(Point labeling examples)
◇ ◇ ◇
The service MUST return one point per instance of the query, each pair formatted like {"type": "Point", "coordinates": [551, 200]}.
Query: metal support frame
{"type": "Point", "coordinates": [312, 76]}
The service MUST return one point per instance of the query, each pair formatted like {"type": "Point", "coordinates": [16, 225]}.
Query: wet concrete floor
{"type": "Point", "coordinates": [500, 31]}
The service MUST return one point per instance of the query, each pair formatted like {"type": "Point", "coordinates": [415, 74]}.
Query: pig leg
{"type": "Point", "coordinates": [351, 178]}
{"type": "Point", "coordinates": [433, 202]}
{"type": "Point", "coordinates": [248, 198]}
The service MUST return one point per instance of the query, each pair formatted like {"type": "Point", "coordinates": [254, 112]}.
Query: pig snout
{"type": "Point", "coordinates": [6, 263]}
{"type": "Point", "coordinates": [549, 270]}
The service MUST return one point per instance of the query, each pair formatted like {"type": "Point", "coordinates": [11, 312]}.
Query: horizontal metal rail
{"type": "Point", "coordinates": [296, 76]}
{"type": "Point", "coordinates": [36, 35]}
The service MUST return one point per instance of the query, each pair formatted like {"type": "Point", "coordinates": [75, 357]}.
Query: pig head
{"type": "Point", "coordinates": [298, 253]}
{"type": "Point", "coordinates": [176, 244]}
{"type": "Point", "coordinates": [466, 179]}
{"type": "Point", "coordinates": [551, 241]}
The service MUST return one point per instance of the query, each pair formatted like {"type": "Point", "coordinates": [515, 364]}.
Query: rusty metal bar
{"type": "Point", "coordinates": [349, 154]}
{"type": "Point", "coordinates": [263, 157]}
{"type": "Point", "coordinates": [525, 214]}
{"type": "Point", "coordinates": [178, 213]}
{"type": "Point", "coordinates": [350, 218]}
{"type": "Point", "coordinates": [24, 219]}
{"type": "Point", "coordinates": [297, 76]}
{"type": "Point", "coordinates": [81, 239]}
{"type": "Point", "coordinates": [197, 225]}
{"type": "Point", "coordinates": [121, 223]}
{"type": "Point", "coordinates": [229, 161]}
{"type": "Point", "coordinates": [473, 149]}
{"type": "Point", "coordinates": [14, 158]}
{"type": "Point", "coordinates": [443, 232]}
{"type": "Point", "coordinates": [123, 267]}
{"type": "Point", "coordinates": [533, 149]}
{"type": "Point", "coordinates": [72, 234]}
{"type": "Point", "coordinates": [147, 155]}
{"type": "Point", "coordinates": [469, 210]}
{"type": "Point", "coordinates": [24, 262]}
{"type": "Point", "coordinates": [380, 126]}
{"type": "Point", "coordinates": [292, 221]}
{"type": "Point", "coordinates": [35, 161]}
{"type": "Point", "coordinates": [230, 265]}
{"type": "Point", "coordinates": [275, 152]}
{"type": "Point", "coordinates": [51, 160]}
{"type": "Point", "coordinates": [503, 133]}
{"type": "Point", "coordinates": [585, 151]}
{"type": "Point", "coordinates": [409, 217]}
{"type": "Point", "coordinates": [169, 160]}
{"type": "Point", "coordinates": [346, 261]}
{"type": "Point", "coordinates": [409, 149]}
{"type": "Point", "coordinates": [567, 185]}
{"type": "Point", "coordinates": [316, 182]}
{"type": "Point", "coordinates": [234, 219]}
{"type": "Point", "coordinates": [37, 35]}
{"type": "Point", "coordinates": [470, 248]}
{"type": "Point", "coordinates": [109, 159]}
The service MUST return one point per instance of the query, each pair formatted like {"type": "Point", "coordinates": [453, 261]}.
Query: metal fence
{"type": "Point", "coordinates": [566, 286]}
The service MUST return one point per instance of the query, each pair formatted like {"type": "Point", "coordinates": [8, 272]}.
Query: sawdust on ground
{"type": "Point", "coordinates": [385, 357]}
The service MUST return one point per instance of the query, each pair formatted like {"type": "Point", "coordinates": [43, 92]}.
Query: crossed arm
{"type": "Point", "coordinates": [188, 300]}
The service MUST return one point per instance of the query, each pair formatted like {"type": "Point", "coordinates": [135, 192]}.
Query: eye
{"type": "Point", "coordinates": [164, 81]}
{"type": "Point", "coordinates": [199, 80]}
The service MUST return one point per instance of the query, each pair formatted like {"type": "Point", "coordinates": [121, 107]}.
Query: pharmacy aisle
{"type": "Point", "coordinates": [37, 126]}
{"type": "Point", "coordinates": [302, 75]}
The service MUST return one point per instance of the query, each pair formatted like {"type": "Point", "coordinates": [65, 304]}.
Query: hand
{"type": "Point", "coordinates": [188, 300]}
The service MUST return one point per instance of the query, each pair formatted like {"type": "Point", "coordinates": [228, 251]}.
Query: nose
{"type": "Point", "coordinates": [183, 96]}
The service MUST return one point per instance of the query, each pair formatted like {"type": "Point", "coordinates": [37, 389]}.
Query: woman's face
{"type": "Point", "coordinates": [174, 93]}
◇ ◇ ◇
**Exercise objective**. Take the listing above and write it out again exactly.

**Exercise result**.
The service MUST return one point per instance of the query, each pair formatted like {"type": "Point", "coordinates": [551, 200]}.
Query: metal support frame
{"type": "Point", "coordinates": [312, 76]}
The service MUST return one point per instance of the query, each pair formatted like {"type": "Point", "coordinates": [16, 225]}.
Query: wet concrete floor
{"type": "Point", "coordinates": [500, 31]}
The service MUST return one point per instance of the query, each pair formatted like {"type": "Point", "coordinates": [415, 74]}.
Query: pig leg
{"type": "Point", "coordinates": [351, 178]}
{"type": "Point", "coordinates": [433, 202]}
{"type": "Point", "coordinates": [248, 198]}
The service MUST return one point per instance of the query, each pair formatted like {"type": "Point", "coordinates": [254, 112]}.
Query: pig snout
{"type": "Point", "coordinates": [6, 263]}
{"type": "Point", "coordinates": [549, 270]}
The service MUST return one point per instance of the query, each pair formatted like {"type": "Point", "coordinates": [11, 312]}.
Query: horizontal metal rail
{"type": "Point", "coordinates": [296, 76]}
{"type": "Point", "coordinates": [36, 35]}
The service MUST return one point per instance of the query, each pair formatted like {"type": "Point", "coordinates": [75, 357]}.
Query: pig head
{"type": "Point", "coordinates": [298, 253]}
{"type": "Point", "coordinates": [176, 244]}
{"type": "Point", "coordinates": [466, 179]}
{"type": "Point", "coordinates": [551, 241]}
The service MUST return one point per instance of the query, each pair formatted like {"type": "Point", "coordinates": [515, 364]}.
Query: rusty metal bar
{"type": "Point", "coordinates": [349, 154]}
{"type": "Point", "coordinates": [263, 157]}
{"type": "Point", "coordinates": [525, 214]}
{"type": "Point", "coordinates": [178, 213]}
{"type": "Point", "coordinates": [350, 218]}
{"type": "Point", "coordinates": [24, 219]}
{"type": "Point", "coordinates": [297, 76]}
{"type": "Point", "coordinates": [81, 239]}
{"type": "Point", "coordinates": [197, 225]}
{"type": "Point", "coordinates": [121, 223]}
{"type": "Point", "coordinates": [229, 161]}
{"type": "Point", "coordinates": [473, 149]}
{"type": "Point", "coordinates": [14, 158]}
{"type": "Point", "coordinates": [443, 232]}
{"type": "Point", "coordinates": [123, 267]}
{"type": "Point", "coordinates": [533, 149]}
{"type": "Point", "coordinates": [72, 234]}
{"type": "Point", "coordinates": [147, 155]}
{"type": "Point", "coordinates": [469, 210]}
{"type": "Point", "coordinates": [24, 262]}
{"type": "Point", "coordinates": [380, 126]}
{"type": "Point", "coordinates": [292, 221]}
{"type": "Point", "coordinates": [35, 161]}
{"type": "Point", "coordinates": [230, 265]}
{"type": "Point", "coordinates": [275, 152]}
{"type": "Point", "coordinates": [51, 160]}
{"type": "Point", "coordinates": [503, 133]}
{"type": "Point", "coordinates": [585, 151]}
{"type": "Point", "coordinates": [409, 217]}
{"type": "Point", "coordinates": [169, 160]}
{"type": "Point", "coordinates": [346, 261]}
{"type": "Point", "coordinates": [409, 149]}
{"type": "Point", "coordinates": [567, 185]}
{"type": "Point", "coordinates": [316, 182]}
{"type": "Point", "coordinates": [234, 219]}
{"type": "Point", "coordinates": [37, 35]}
{"type": "Point", "coordinates": [470, 248]}
{"type": "Point", "coordinates": [109, 159]}
The service MUST return one point per instance of the query, each pair formatted like {"type": "Point", "coordinates": [453, 261]}.
Query: metal fence
{"type": "Point", "coordinates": [566, 286]}
The service MUST return one point per instance of the query, each pair formatted like {"type": "Point", "coordinates": [8, 272]}.
Query: sawdust on ground
{"type": "Point", "coordinates": [385, 357]}
The service MUST return one point per instance of the query, each pair formatted like {"type": "Point", "coordinates": [43, 92]}.
Query: crossed arm
{"type": "Point", "coordinates": [188, 300]}
The service MUST return one point per instance of the query, each pair formatted like {"type": "Point", "coordinates": [135, 192]}.
Query: eye
{"type": "Point", "coordinates": [164, 81]}
{"type": "Point", "coordinates": [199, 80]}
The service MUST return one point per instance of the query, each pair formatted like {"type": "Point", "coordinates": [121, 107]}.
Query: pharmacy aisle
{"type": "Point", "coordinates": [37, 126]}
{"type": "Point", "coordinates": [302, 75]}
The service MUST return one point per instance of the query, each pair formatted like {"type": "Point", "coordinates": [65, 304]}.
Query: hand
{"type": "Point", "coordinates": [188, 300]}
The service MUST return one point per instance of the query, each pair formatted like {"type": "Point", "coordinates": [228, 251]}.
Query: nose
{"type": "Point", "coordinates": [183, 96]}
The service MUST return one point per instance of the query, each pair formatted like {"type": "Point", "coordinates": [37, 389]}.
Query: woman's face
{"type": "Point", "coordinates": [174, 93]}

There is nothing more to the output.